- [Task brief]: Please reproduce every one of the records below word for word, leaving the pictures out of your copy.

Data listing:
[Start]
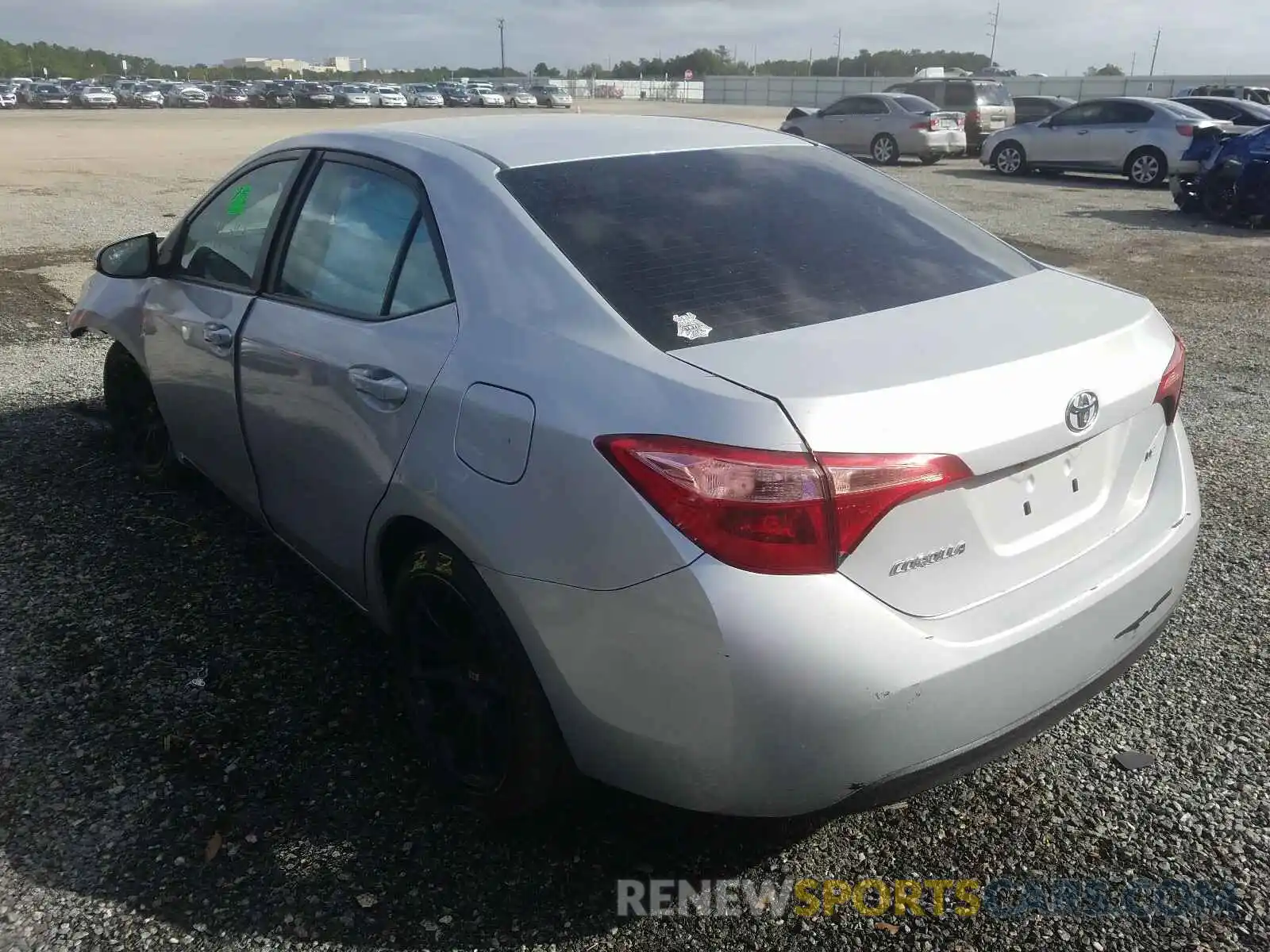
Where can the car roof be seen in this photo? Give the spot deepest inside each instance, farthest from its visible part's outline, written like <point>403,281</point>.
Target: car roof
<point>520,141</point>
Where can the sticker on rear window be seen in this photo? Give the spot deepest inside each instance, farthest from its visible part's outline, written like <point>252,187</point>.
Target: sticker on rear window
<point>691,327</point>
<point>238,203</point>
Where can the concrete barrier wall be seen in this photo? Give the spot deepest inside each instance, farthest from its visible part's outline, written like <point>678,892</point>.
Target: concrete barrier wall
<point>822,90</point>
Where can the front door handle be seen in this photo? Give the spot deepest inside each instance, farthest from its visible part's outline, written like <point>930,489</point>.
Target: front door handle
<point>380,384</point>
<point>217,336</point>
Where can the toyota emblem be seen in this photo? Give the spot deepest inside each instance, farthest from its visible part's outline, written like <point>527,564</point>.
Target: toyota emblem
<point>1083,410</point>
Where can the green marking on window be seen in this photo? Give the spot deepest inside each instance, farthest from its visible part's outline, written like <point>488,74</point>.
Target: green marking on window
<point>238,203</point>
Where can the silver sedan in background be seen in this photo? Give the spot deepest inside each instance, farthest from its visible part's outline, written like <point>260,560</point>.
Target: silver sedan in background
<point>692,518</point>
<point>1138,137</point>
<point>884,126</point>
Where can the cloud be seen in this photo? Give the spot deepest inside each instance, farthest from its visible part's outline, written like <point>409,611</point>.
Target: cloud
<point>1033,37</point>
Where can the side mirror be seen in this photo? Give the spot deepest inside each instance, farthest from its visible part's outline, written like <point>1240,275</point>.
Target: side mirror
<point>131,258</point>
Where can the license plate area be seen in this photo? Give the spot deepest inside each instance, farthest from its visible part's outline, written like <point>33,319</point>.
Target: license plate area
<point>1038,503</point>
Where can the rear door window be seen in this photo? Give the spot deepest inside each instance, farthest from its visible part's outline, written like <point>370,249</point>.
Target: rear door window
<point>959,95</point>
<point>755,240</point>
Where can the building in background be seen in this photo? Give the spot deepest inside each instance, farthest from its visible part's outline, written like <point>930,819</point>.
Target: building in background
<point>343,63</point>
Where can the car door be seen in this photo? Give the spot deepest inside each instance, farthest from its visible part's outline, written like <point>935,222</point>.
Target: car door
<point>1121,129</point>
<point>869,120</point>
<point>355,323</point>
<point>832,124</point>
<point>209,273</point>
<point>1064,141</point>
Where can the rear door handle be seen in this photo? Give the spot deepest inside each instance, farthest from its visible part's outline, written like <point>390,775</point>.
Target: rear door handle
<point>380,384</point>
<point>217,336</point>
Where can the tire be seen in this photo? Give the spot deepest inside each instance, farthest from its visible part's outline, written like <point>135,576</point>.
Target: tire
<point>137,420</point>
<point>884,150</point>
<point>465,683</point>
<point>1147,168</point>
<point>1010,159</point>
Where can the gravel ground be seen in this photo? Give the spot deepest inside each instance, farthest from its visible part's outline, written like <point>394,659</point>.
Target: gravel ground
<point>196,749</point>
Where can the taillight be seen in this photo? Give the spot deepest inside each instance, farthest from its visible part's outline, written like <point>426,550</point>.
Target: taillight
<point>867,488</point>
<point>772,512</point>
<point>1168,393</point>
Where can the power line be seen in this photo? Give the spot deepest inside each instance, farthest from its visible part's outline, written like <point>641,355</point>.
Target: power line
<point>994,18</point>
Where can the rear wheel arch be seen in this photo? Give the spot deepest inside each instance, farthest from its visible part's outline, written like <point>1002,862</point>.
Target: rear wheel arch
[End]
- [The response]:
Where can the car roof be seen in this photo? Give the spot deepest inside each instance, farthest from its visible part's outline, written like <point>403,281</point>.
Target: car roof
<point>520,141</point>
Where can the sticker on rear window be seen in this photo? Give the spot deepest inside each instance, farthest from its visible part's outline, written like <point>252,187</point>.
Target: sticker on rear window
<point>691,327</point>
<point>238,203</point>
Where can the concrete barrier wall be seen in this photo? Give the spot deepest inside each instance, farthest from its visible part's outline, written like <point>678,892</point>.
Target: concrete barrier wall
<point>822,90</point>
Where can the front door handle be seen in this photo? Give the spot deepest inside each instance, farthest from its visible part's outline, written like <point>930,489</point>.
Target: front door handle
<point>380,384</point>
<point>217,336</point>
Where can the toyota emblem be seen in this photo? Give the spot deepest inside each instance, farthest from its visible part's outline, written like <point>527,564</point>.
Target: toyota emblem
<point>1083,410</point>
Where can the green marking on window be seen in this photo? Give the spot deepest inside each instance, farthest from its visible part's outline, written like <point>488,74</point>.
Target: green marking on window
<point>238,203</point>
Where can the silver sedan in background be seen in this photo? Give the spot deepest inside each instance, farthest from its visible part's outline, written like <point>260,560</point>.
Target: silver sedan in background
<point>692,518</point>
<point>1138,137</point>
<point>884,126</point>
Where can the cloud be seen in this photo? Give the spot deepest inside each instance, farthest from its visible part's outline, written like <point>409,611</point>.
Target: cloud
<point>1033,37</point>
Where can the side mirror be seen in this photo? Give the spot deepest inside each instance, farthest from its visible part's outline, written like <point>1240,275</point>.
Target: side mirror
<point>131,258</point>
Where can the license plate area be seen in this photo? Give the spot deepest inside each instance, farthest from its visible part's outline, written like <point>33,319</point>.
Target: license plate area
<point>1038,503</point>
Where can the rear door window be seen in this photo? Give the spot deepest inside each instance, farthest from its visible part's outline, written like <point>370,249</point>.
Target: rear door window
<point>959,95</point>
<point>755,240</point>
Where can the building in background be seen in this photo? Give the spot deepest inside each instance, farthest from its visible part's outline, written like <point>930,819</point>.
Target: building in background
<point>343,63</point>
Where can the car door be seen in this photo? Give the spot deepest inside each instance, farthest from its visible part's outline, written like <point>935,222</point>.
Target: car door
<point>1121,129</point>
<point>869,120</point>
<point>355,323</point>
<point>832,124</point>
<point>209,273</point>
<point>1064,141</point>
Where can the rear door handle be seen in this photo? Give the spot deepest inside each instance, farthest from its visible part's outline, written like <point>390,775</point>.
Target: rear door handle
<point>380,384</point>
<point>217,336</point>
Where can the tire be seen in this photo? Give the spot deepest inside each instance, farthest from its visible part's outline, written like <point>135,576</point>.
Target: tire
<point>137,420</point>
<point>884,150</point>
<point>465,683</point>
<point>1147,168</point>
<point>1010,159</point>
Where can the gravel ground be seen in this photo? Give the spot deepest inside each instance, farthest from its visible part's outline, written like <point>394,659</point>.
Target: gravel ground
<point>196,749</point>
Where can the taillight be seen in this photo? Give the spot deepest inside each instance, farthest from its visible part's outline, written like <point>426,550</point>.
Target: taillight
<point>867,488</point>
<point>772,512</point>
<point>1168,393</point>
Where can the power line be seen in this photo? Give the spot deepest inside each instance, farthest from its visible part's outline, written like <point>641,355</point>.
Target: power line
<point>994,18</point>
Where can the rear wheel arch be seen in this photo? Give the spot deepest inside each instance, farthest from its visible part's outline, written like <point>1002,862</point>.
Target: rear wheel arch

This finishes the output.